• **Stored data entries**
▽

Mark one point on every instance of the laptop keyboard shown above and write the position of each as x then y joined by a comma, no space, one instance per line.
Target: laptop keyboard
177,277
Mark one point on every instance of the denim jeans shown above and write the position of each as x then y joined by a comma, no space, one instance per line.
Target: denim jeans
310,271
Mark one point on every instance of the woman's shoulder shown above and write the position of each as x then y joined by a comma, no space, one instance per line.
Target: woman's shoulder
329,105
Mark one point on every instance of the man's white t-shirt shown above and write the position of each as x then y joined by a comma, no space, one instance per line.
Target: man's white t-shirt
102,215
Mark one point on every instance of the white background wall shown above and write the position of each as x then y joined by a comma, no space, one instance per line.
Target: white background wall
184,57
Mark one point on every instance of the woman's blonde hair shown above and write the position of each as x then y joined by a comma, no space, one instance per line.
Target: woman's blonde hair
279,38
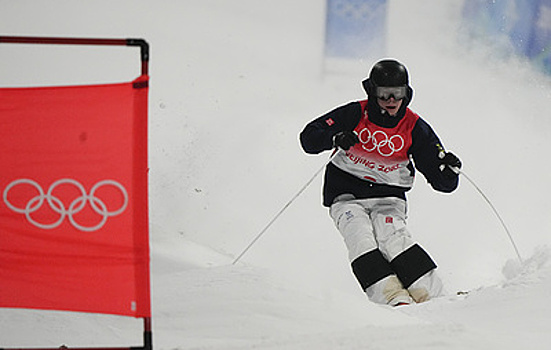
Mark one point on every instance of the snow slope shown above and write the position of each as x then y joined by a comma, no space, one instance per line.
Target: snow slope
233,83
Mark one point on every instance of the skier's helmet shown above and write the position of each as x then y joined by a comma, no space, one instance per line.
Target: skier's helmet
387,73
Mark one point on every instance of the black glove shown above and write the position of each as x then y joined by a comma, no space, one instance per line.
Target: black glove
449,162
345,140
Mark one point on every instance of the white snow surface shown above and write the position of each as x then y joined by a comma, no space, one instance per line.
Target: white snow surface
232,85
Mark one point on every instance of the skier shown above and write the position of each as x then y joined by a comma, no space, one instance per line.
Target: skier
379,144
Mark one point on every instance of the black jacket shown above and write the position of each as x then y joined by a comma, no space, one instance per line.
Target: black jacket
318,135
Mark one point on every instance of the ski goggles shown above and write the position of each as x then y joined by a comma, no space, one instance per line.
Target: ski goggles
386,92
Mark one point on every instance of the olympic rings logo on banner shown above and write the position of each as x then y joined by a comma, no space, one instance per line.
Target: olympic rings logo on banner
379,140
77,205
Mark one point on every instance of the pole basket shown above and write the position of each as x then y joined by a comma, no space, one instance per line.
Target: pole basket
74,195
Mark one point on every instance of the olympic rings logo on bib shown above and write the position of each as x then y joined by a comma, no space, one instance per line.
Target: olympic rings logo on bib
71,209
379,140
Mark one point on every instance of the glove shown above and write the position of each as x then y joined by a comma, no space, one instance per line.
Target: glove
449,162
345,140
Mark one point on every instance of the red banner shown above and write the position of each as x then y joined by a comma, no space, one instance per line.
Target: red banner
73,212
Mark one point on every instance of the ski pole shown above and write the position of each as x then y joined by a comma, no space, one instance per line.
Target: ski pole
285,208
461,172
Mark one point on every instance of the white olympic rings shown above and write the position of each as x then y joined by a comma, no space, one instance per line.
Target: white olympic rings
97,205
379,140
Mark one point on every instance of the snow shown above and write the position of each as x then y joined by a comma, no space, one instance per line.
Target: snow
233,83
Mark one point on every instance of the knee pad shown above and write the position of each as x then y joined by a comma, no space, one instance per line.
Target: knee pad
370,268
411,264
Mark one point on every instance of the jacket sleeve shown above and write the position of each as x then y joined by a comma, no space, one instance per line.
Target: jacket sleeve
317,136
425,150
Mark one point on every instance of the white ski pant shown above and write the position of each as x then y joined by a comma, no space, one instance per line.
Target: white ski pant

△

• **TRY IT**
Would you restate all of the data above word for word, omitting the pictures?

• **SOLUTION TO THE EXERCISE**
Mark one point on every instance of the laptop keyboard shown above and write the position of each as x then y joined by a comma, no space, one instance per line.
Target: laptop keyboard
177,277
Mark one point on every instance of the denim jeans shown above and write the position of each as x then y joined by a comma, no space, one instance per line.
Target: denim jeans
310,271
Mark one point on every instance of the woman's shoulder shown above and write the position of each as x then y joined by a comma, no space, one instance per line.
Target: woman's shoulder
329,105
Mark one point on every instance of the man's white t-shirt shown above and write the position of each as x then y joined by a comma, no space, one instance per line.
Target: man's white t-shirt
102,215
Mark one point on every instance of the white background wall shown above and write the position of each as x then y joined by a comma, no space, one instance per line.
Target: white background wall
184,57
Mark one point on every instance of the woman's blonde hair shown above and write the position of each as x then y joined by a comma, no space, one instance per line.
Target: woman's blonde hair
279,38
Mark one point on every instance of the snow slope shown above and write the position of each as x then y joined by a comma, no space, one instance per line.
Target: snow slope
233,83
Mark one point on every instance of the skier's helmet shown above and write the position of each as x then y joined by a comma, no space, one instance per line.
Target: skier's helmet
387,73
Mark one point on every instance of the black glove shown above and write the position of each as x then y joined by a comma, no space, one instance per line.
Target: black glove
449,162
345,140
Mark one point on every instance of the white snow surface shown above and write the position of each as x then y joined by a comma, no space, one instance per line.
Target: white snow surface
232,85
Mark one point on every instance of the skier shown above and write the position of each as x then y joined by a comma, no space, one instance per line.
Target: skier
379,144
Mark one point on every instance of the black jacket shown above and write the position of each as x then y joined by a comma, no space, one instance per line.
Target: black jacket
318,135
Mark one point on every instance of the ski goggles shown above and write the position of each as x then y joined by a comma, no space, one instance per line.
Target: ski goggles
386,92
Mark one point on every instance of the olympic rings logo on banner shown above and write the position of each as x then y joined by a comma, no space, one instance per line.
Target: olympic rings logo on banner
379,140
77,205
Mark one point on every instance of the pole basket shown above and write the position of each as x then y joined by a comma, no space, one instance per line.
Target: pole basket
74,195
Mark one point on every instance of the olympic rings logo on bib shown above and write the position of each as x then y joined by a comma, no space, one instance per line.
Target: olympic rings logo on bib
71,209
379,140
Mark one point on every instance of the glove shown above and write the position of each as x then y joined by a comma, no space, one instance per line.
Target: glove
449,162
345,140
Mark one point on every instance of the red banner shown above and write the position of each as x then y joined by a comma, no space, one instance per line.
Target: red banner
73,212
Mark one point on every instance of the ski pole shown above and write the position of each as x then y joined by a comma, no space, one instance per line.
Target: ski pole
285,208
461,172
Mark one point on every instance of the white olympic rings shown above and write the position of each as x then y joined by a comma, no space, one instance per line.
Target: white olympic rings
97,205
379,140
Mark one point on every instance of the snow shown above and write the position of each as x then y joined by a comma, no space, one instance per line.
Target: snow
233,83
Mark one point on every instance of the knee pad shown above and write the position of each as x then y joined by a comma, no space, one instance per line.
Target: knee pad
370,268
411,264
Mark one point on every instance of the jacket sleeve shown above and write the position of each as x then y joined by a comma, no space, one instance per line.
Target: jacket sleeve
317,136
425,150
Mark one point on every instance of the white ski pant shown above and write the position of each as x then y joined by a comma, no space, one instance per line.
Target: white ski pant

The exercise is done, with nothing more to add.